## The input
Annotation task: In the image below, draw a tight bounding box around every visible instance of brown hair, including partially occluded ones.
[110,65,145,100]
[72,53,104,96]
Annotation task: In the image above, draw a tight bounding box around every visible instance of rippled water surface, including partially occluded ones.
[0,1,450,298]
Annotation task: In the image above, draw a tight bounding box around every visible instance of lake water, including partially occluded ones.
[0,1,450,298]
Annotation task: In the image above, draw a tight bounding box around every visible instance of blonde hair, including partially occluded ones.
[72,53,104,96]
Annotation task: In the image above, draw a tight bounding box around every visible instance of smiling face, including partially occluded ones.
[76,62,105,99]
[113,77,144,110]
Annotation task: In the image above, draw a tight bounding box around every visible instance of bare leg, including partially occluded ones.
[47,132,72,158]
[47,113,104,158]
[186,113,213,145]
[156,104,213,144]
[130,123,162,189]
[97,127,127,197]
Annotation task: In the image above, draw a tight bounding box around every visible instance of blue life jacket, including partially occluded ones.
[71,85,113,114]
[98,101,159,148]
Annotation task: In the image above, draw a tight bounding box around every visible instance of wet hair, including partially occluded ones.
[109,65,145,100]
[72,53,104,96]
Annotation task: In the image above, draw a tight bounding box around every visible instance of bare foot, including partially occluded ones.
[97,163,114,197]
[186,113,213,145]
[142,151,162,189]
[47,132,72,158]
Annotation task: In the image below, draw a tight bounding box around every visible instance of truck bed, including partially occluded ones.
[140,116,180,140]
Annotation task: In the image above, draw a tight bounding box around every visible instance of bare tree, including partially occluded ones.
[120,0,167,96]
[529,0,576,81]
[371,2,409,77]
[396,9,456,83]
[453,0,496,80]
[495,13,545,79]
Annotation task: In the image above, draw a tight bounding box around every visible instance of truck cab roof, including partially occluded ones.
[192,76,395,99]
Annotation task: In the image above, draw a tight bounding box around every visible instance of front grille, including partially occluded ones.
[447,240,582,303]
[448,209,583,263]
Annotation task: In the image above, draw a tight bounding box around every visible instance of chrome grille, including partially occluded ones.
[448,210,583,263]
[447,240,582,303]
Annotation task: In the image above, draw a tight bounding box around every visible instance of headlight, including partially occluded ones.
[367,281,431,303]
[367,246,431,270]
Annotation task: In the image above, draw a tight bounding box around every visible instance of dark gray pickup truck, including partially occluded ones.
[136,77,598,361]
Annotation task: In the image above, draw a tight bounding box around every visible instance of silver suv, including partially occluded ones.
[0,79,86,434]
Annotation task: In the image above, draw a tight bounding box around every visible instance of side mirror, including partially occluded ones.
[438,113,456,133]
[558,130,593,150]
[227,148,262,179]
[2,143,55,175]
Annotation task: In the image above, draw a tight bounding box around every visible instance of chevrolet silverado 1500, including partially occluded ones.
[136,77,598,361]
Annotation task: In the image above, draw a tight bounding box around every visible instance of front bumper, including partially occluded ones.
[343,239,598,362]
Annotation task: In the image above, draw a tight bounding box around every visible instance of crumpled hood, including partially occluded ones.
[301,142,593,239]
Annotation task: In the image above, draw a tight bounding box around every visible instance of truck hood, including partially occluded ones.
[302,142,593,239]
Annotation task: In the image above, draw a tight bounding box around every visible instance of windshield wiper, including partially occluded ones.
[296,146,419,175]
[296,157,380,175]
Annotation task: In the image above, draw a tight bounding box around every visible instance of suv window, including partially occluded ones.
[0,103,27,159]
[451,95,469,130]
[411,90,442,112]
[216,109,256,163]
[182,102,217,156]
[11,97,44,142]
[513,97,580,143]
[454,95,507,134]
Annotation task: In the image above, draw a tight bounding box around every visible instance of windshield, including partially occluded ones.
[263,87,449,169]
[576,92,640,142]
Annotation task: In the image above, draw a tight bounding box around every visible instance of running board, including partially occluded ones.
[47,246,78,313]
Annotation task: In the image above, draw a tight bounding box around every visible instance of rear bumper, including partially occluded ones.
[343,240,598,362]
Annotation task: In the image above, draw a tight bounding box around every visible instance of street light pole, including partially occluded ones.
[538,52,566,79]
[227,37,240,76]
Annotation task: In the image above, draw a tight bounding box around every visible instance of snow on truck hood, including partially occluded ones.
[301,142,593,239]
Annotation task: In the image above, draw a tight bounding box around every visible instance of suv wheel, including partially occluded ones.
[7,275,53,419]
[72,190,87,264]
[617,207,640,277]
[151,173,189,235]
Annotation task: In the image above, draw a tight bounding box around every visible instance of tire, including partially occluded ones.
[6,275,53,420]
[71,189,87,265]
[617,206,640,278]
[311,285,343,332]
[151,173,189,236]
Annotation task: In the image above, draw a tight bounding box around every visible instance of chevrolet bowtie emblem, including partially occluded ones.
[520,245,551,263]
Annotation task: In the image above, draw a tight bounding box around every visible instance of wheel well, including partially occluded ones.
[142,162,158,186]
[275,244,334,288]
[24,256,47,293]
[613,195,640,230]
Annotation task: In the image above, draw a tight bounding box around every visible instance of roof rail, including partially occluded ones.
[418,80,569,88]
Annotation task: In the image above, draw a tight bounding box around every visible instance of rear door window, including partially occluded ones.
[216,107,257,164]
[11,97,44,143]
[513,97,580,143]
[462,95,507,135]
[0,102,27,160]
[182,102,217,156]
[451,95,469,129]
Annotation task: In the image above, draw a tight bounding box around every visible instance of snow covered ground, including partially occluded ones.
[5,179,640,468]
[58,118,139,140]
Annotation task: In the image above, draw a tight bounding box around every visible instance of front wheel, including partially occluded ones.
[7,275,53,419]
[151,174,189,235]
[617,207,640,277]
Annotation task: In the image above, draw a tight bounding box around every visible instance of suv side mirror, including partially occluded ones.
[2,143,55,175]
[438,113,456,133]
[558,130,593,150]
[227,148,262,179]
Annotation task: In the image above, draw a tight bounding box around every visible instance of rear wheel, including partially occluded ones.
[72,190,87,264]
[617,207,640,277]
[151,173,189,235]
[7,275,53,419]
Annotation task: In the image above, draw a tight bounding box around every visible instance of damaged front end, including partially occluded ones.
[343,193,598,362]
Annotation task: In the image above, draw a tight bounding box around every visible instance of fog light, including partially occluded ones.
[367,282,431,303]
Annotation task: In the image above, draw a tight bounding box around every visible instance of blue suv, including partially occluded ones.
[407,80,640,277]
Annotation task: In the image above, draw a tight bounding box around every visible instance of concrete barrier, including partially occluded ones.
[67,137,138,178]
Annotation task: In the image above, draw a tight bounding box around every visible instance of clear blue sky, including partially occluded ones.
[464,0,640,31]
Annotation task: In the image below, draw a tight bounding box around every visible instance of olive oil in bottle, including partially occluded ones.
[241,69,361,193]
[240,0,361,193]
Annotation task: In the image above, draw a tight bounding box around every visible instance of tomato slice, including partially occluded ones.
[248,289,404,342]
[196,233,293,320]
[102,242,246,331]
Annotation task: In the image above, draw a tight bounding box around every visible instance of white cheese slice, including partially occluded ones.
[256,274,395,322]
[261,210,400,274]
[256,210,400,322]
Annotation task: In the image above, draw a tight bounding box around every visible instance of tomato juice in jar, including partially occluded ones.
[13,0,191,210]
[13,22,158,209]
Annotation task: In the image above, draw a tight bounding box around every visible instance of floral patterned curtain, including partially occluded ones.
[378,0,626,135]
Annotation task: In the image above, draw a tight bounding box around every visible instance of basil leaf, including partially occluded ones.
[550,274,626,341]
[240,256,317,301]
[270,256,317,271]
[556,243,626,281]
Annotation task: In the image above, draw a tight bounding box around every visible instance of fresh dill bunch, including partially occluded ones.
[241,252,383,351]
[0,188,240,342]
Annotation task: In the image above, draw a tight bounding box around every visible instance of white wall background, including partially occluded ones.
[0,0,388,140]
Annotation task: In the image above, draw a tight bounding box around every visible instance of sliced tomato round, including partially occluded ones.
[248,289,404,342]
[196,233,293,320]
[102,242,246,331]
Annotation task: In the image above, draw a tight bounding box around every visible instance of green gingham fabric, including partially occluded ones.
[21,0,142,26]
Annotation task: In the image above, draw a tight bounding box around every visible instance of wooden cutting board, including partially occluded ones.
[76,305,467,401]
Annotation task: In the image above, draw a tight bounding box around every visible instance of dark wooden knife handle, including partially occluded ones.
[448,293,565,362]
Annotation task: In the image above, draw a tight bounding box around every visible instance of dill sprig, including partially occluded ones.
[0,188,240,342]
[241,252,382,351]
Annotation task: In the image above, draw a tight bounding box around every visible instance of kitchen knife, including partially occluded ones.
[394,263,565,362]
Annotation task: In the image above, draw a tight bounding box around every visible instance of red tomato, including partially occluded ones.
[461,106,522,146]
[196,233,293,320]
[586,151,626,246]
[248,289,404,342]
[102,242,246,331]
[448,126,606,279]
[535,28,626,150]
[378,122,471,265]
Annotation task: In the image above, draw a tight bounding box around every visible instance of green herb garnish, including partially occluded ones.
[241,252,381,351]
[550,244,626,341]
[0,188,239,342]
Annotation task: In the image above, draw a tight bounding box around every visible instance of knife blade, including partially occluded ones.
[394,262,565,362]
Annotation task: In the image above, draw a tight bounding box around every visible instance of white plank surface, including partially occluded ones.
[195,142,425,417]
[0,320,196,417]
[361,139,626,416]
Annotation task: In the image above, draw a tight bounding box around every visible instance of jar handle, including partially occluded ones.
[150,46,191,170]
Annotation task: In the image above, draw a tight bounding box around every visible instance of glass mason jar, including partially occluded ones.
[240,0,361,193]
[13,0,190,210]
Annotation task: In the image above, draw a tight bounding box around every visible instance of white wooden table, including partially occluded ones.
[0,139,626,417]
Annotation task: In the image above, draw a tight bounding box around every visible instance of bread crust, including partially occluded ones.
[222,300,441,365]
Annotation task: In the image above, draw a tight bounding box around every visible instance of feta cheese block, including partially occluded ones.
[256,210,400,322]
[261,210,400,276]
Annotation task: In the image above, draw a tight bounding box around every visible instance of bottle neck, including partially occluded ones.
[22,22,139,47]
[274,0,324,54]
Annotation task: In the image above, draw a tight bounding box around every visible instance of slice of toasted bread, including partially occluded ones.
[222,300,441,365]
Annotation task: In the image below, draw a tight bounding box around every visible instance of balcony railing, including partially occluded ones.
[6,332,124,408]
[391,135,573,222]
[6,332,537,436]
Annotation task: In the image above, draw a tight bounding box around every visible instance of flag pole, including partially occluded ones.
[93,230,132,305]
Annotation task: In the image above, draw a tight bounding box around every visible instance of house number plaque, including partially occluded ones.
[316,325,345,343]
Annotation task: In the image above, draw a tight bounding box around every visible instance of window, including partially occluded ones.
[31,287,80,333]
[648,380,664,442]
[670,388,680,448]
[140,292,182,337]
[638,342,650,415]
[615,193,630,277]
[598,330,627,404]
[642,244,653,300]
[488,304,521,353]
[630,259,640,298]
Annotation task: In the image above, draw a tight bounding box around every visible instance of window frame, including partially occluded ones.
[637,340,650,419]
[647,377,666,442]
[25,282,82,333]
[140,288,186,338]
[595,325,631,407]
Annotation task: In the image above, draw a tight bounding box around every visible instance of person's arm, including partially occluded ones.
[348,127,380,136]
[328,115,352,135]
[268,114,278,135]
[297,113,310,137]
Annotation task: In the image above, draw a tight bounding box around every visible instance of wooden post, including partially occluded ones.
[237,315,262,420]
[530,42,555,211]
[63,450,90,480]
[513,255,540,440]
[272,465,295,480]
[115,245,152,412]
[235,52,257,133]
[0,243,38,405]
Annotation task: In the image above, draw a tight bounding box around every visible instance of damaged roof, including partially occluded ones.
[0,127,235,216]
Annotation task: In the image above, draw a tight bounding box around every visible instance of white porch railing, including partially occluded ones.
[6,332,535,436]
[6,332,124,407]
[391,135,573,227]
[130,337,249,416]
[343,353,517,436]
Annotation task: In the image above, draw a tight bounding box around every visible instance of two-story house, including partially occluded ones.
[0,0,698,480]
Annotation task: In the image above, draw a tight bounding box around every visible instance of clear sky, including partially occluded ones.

## Given instruction
Reproduce word for word every line of the items from the one containing "curtain, including partially occluded ones." down to the one containing "[556,243,626,281]", with both of those lines included.

## Solution to this task
Annotation task: In the image above, draw a tight bounding box around every visible instance of floral patterned curtain, including partially occluded ones.
[378,0,626,135]
Annotation task: In the image above, draw a tight bounding box around every visible instance of basil leaf, including partially occluded ones.
[550,274,626,341]
[240,256,317,301]
[270,256,317,271]
[556,243,626,281]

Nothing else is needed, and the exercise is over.